▶ [TO DO] Count the lines below that contain the string "pagoda", treating uppercase and lowercase letters as different. Reply with the number alone.

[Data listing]
◆ ◆ ◆ ◆ ◆
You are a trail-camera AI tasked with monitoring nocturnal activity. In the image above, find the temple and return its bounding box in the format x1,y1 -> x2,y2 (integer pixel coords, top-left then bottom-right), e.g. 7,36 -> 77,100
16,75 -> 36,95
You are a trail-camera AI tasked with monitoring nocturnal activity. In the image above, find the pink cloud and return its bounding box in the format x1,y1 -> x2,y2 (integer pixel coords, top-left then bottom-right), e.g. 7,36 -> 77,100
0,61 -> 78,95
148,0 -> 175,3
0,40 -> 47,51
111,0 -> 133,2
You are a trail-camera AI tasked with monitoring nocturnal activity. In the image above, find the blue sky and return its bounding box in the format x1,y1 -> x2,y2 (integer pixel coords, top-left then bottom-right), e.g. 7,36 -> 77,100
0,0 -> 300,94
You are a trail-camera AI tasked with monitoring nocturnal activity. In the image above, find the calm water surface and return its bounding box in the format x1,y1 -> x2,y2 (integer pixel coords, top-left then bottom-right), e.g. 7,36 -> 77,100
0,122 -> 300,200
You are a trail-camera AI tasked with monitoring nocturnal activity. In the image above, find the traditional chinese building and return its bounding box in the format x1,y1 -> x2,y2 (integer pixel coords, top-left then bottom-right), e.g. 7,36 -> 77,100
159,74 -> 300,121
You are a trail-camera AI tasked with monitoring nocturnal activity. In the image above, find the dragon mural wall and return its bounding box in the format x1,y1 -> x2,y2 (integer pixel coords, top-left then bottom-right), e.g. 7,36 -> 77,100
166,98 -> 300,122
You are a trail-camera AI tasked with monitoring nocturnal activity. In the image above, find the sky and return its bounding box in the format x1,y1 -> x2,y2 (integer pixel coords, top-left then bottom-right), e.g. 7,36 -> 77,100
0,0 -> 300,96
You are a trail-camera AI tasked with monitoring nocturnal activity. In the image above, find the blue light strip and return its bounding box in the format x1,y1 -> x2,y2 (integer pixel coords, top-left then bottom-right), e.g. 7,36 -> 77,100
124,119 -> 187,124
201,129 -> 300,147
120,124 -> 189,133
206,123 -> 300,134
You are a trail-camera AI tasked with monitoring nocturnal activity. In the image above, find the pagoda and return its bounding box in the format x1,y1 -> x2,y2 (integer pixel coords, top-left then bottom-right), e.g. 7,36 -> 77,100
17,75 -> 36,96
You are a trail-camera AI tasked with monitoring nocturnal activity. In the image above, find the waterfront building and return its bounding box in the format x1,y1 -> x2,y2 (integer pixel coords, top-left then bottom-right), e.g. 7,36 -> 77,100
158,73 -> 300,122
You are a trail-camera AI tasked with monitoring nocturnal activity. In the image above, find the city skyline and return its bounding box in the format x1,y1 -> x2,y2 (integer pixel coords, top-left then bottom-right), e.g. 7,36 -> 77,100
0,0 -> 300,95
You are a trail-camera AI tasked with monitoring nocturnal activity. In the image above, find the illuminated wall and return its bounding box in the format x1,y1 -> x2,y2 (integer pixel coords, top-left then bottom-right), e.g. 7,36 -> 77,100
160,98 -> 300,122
◆ ◆ ◆ ◆ ◆
▶ [CORRECT ANSWER] 1